** Problems to solve **
A – Please answer these questions about the forum post on favorite plot twists:
(i) What twist does the post give for its Star Wars example?
(ii) Which episode of Dirk Gently does the poster cite?
(iii) Who actually wrote the handwritten clue in that episode?
B – Name every kind of source that the forum post on favorite plot twists says a twist can come from.

** Page excerpt **
## START
Completed: Eight Sweets, The Heart of Tales, [redacted] Life, Must Love Jaws, A Tune at the End of the World, Three Guys That Paint, The Journey of Ignorance, Portal 2.5.
It can be from a book, from a film, from a video game, whatever. Preferably twists mysteries but it doesn't have to be. You can list several, or just one. It just needs to be a twist that you liked.
If it's spoiler-heavy (such as an ending), please spoiler-hide the title of the work (and possibly character names), but not the twist.
For example:
Star Wars
The villain is the protagonist's father.
I'll start off:
Dirk Gently, episode 3.
The detective's guesses of who the murderer was, was incorrect because of a handwritten clue he found (which he thought was written by his client). Turns out, it wasn't written by the client... it was written by her maid. This was foreshadowed by the client saying early-on that she recently had a car crash (which would've injured her writing-arm).
Last edited by Katy133 on Sun Jan 31, 2016 10:28 pm, edited 1 time in total.
## END
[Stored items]
## START
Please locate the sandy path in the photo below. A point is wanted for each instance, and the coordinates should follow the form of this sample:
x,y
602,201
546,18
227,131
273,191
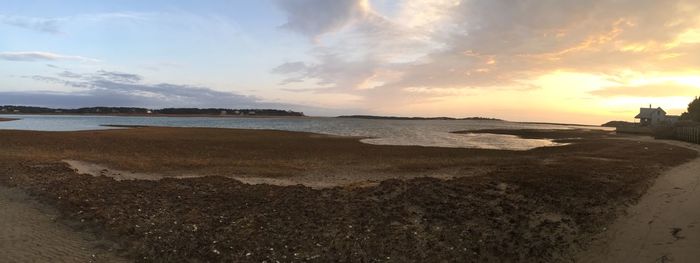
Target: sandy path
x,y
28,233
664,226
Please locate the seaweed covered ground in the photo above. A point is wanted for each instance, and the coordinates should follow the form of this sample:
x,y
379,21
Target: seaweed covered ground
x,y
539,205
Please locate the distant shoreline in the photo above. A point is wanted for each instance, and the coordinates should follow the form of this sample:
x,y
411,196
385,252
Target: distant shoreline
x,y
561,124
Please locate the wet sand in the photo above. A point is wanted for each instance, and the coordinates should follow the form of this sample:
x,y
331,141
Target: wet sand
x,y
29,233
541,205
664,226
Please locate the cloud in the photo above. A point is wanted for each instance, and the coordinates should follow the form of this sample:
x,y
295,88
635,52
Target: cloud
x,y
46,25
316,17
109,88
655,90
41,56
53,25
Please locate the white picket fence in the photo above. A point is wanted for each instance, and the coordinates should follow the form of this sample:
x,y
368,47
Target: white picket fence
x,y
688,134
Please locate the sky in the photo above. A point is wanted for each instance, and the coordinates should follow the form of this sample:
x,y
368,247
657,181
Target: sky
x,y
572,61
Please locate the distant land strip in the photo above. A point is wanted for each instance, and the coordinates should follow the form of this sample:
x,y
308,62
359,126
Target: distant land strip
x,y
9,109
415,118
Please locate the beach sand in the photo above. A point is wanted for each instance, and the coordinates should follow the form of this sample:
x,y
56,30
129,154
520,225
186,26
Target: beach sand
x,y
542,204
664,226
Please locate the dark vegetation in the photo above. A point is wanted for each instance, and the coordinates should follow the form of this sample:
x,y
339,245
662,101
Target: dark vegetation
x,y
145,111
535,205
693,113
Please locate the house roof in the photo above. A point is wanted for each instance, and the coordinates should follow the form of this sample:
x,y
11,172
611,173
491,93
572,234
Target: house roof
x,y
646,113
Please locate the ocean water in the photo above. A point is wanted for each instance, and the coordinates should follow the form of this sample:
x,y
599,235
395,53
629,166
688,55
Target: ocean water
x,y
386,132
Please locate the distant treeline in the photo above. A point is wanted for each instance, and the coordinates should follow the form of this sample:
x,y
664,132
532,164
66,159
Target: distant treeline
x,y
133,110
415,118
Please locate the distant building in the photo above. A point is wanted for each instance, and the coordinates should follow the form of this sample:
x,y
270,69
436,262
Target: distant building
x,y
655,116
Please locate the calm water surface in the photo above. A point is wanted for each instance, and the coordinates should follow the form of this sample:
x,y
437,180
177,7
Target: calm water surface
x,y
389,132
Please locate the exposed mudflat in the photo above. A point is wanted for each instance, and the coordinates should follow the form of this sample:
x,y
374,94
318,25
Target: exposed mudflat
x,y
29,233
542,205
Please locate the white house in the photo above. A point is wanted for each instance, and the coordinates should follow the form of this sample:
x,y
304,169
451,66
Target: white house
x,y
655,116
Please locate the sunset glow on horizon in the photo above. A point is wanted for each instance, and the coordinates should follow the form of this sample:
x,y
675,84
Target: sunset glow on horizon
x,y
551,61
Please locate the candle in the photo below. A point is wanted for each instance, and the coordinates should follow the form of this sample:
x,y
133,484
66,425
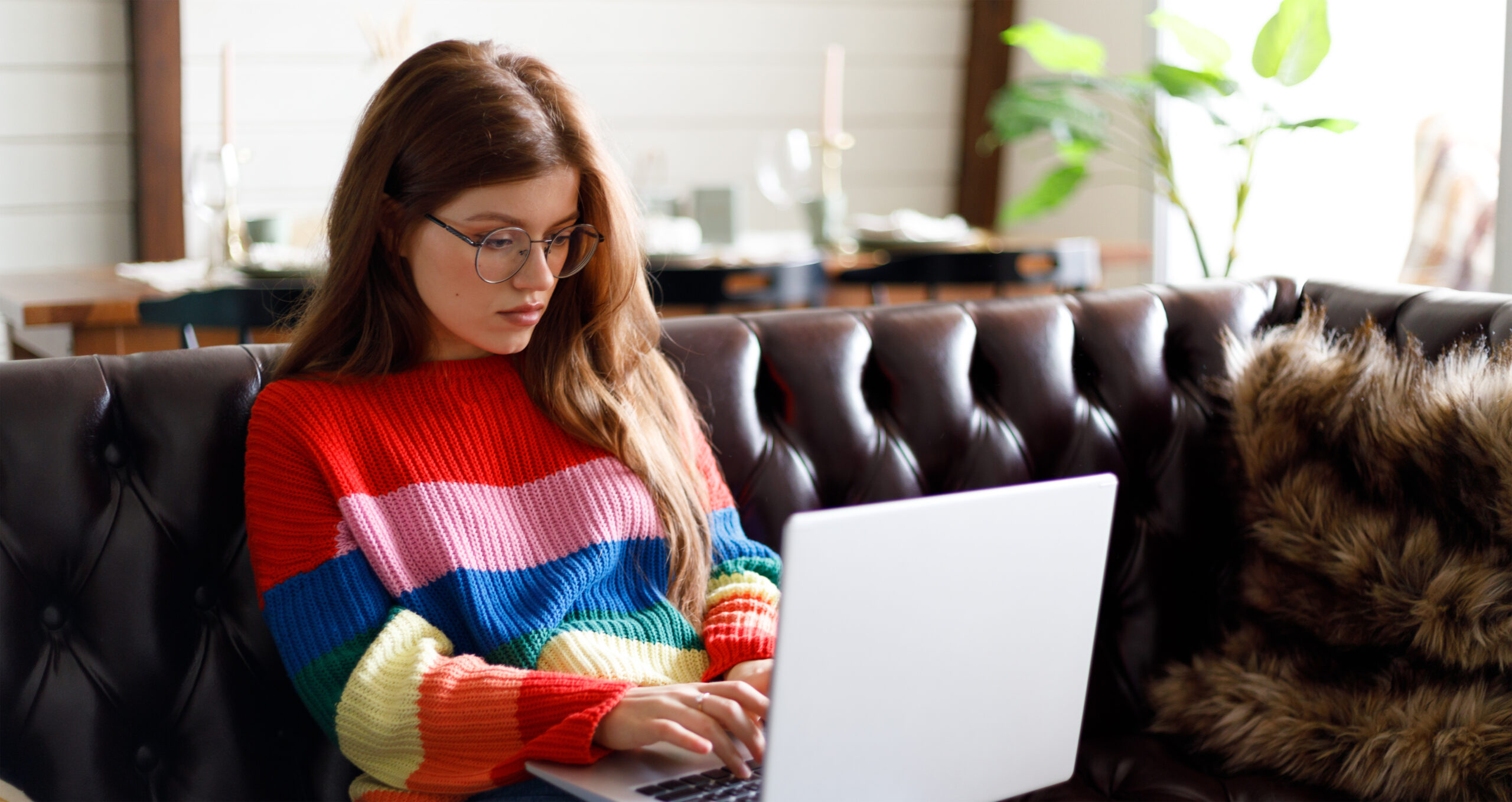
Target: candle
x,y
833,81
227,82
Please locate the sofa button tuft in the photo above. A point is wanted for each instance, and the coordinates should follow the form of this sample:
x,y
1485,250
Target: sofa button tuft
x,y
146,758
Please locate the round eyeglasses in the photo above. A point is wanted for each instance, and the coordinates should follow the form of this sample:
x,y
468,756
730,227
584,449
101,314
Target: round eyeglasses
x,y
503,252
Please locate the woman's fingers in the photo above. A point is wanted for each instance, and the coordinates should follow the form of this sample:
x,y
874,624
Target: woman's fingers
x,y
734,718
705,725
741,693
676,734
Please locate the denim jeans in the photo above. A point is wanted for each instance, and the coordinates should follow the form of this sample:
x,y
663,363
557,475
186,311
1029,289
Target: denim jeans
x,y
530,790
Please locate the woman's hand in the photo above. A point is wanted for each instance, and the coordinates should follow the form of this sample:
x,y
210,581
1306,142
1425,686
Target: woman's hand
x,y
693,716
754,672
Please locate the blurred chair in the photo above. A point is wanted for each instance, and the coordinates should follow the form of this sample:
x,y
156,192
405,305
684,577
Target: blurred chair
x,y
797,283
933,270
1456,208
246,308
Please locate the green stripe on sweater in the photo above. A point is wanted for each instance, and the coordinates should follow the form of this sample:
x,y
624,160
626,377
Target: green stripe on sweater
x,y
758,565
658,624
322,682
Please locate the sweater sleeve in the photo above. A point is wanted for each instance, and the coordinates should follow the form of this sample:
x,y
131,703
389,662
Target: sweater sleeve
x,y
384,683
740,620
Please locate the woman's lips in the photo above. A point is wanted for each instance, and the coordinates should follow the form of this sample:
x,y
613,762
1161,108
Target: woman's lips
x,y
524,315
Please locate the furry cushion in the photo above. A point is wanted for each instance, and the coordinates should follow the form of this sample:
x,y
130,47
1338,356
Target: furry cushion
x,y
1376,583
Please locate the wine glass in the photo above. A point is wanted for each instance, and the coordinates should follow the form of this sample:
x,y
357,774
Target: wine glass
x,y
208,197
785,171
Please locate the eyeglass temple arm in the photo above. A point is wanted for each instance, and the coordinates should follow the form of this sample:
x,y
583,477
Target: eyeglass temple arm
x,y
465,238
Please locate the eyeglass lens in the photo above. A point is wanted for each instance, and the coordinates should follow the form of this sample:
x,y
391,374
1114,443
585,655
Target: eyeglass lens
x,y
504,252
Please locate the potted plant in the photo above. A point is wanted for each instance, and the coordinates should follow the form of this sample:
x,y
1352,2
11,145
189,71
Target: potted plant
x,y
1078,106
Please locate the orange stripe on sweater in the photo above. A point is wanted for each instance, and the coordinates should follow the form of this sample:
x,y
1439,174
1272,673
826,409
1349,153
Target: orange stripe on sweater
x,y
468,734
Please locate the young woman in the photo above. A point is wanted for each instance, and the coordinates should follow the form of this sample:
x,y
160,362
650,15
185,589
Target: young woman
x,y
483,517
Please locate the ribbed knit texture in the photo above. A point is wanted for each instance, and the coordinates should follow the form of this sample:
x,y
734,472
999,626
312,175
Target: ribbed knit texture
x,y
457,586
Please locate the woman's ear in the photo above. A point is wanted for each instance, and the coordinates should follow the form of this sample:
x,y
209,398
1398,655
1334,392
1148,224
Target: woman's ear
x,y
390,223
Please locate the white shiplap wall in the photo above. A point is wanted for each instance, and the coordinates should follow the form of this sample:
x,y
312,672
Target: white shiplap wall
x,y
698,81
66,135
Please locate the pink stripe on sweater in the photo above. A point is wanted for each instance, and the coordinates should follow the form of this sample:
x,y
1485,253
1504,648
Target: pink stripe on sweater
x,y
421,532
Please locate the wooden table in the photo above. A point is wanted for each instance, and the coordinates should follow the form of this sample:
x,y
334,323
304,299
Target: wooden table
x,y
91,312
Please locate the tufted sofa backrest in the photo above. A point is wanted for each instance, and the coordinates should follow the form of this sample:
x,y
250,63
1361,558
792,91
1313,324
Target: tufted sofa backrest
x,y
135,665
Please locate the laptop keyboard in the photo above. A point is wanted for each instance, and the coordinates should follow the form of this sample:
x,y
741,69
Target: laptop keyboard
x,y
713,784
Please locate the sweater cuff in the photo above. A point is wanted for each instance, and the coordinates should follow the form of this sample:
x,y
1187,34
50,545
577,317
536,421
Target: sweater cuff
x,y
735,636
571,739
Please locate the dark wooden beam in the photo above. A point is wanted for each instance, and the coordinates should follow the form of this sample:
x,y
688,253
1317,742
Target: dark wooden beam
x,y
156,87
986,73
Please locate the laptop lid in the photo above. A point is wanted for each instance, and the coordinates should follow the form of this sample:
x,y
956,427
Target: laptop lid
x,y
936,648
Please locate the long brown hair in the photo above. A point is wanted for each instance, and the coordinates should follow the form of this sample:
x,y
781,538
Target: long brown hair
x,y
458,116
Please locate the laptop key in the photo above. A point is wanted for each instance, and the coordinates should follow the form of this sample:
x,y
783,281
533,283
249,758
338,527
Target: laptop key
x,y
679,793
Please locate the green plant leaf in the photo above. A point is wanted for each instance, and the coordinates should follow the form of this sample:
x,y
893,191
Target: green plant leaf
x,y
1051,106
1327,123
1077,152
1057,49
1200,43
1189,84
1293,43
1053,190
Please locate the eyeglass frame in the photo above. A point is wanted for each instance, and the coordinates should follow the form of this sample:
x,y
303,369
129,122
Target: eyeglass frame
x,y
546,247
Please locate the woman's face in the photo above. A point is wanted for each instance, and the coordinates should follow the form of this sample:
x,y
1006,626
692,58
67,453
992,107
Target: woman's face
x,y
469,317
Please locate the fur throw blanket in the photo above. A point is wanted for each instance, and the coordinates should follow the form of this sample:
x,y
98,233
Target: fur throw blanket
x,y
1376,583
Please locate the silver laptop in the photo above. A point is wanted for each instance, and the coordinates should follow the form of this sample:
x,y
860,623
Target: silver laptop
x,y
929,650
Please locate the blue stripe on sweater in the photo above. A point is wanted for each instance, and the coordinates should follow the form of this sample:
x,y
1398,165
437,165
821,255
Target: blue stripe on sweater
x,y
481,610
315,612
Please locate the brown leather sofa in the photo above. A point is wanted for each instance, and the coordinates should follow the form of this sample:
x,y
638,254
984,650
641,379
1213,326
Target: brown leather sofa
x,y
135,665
## END
** The solutions **
A –
(i) The villain is the protagonist's father.
(ii) Episode 3.
(iii) The client's maid.

B – A book, a film, a video game.